◆ **Task instructions**
All lines in the data below carrying the string "this" are to be located and copied.
──────── Information
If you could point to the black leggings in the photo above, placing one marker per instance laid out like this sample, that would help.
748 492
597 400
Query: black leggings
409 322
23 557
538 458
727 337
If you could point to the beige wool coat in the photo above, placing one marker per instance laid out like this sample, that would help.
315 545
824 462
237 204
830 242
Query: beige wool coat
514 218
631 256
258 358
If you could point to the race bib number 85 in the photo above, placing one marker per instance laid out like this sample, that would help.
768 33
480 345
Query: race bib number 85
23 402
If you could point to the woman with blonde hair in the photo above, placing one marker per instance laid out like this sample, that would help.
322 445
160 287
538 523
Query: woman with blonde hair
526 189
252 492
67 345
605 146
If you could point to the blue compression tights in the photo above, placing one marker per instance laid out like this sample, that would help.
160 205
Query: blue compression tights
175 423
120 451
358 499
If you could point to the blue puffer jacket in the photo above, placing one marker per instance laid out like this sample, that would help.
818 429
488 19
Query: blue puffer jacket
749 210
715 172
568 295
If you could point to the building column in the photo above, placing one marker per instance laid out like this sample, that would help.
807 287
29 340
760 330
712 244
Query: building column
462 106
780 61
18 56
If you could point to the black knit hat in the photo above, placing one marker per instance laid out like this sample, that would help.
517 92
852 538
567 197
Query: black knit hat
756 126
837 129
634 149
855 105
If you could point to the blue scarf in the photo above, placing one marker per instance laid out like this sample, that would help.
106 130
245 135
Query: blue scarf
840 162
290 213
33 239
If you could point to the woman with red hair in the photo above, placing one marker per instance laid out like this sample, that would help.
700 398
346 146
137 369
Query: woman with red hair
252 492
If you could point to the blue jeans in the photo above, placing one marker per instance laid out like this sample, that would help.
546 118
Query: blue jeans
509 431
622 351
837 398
────────────────
──────── Information
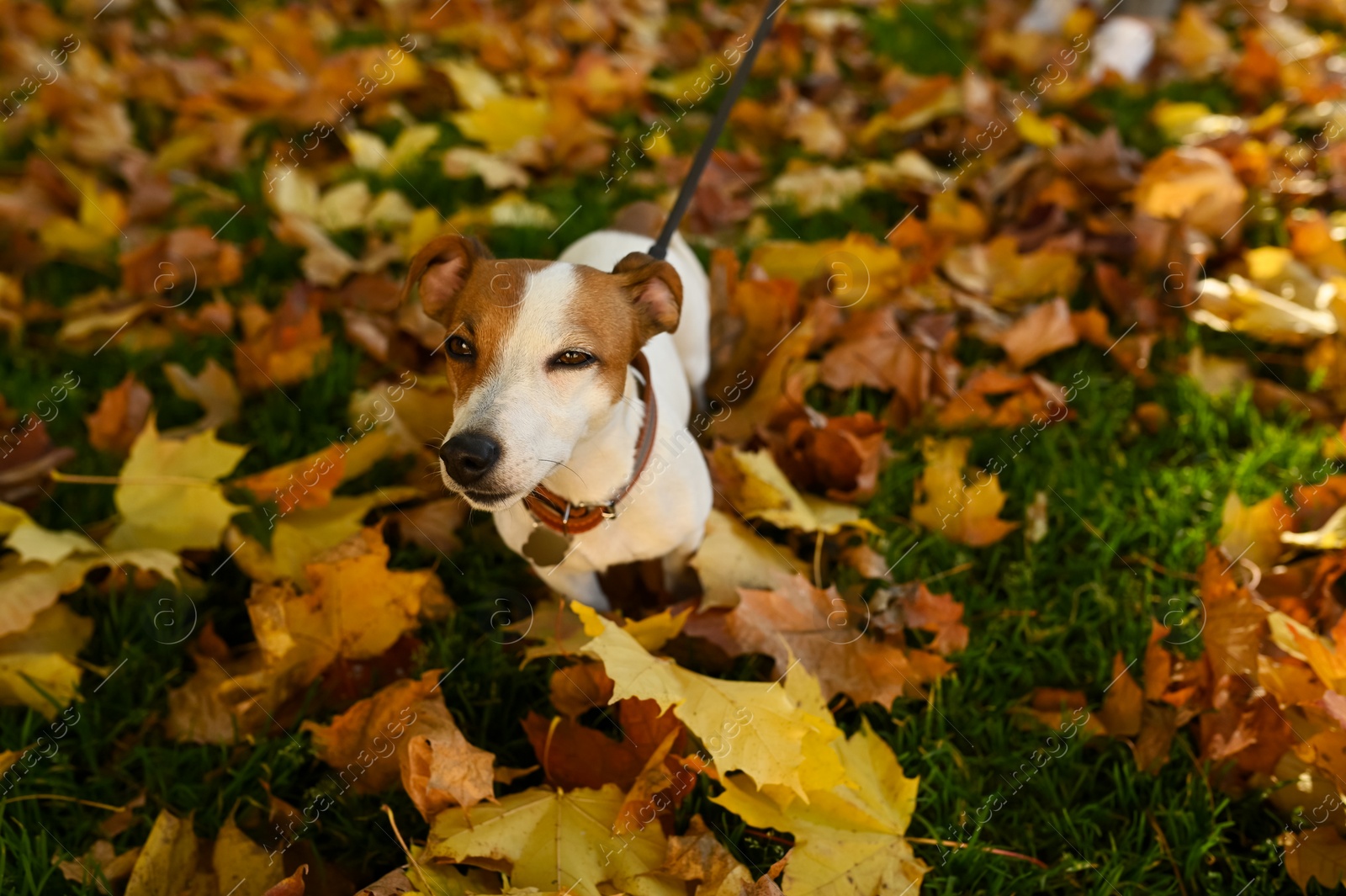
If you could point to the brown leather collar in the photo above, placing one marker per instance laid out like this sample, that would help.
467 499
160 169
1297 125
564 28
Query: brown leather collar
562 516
────────────────
◆ **Result below**
If you could point to the black leggings in the photo above, placing one marker per instance laid out like this sample, that would help.
If you could point to the beige wool coat in the photo above, placing one marker per instance laid out like this sample, that would help.
If you could point to the race bib number 85 in the photo above, placing one marker per instance laid out like this sample, that would help.
If you could point to the woman with blonde hair in the photo above, placing one marker per instance laid out like this sample, that would help.
If you could point to the blue compression tights in the photo above, placing one marker per instance laid out like this sample, that would help.
If you could point to the blue puffer jacket in the photo above, placing one marker per instance laid out like this sample, that would help.
If you could point to the building column in the photo above, placing one marker per instance laid out like this sample, that would help.
If you could point to the black knit hat in the photo above, placing one marker per instance laid out like this sample, that would help.
If you could point to the blue scarf in the photo above, placing one marker per instance laid out like this sample, that would help.
If you could point to the woman with red hair in the photo above, placing one marker per instance laid out like this sample, that would help.
If you could point to the blue jeans in the photo above, placing one marker per instance laid out like this sample, that would help.
If you could point to the brown leather collar in the photo above, placing one marker per instance laid out like this sample, that would help.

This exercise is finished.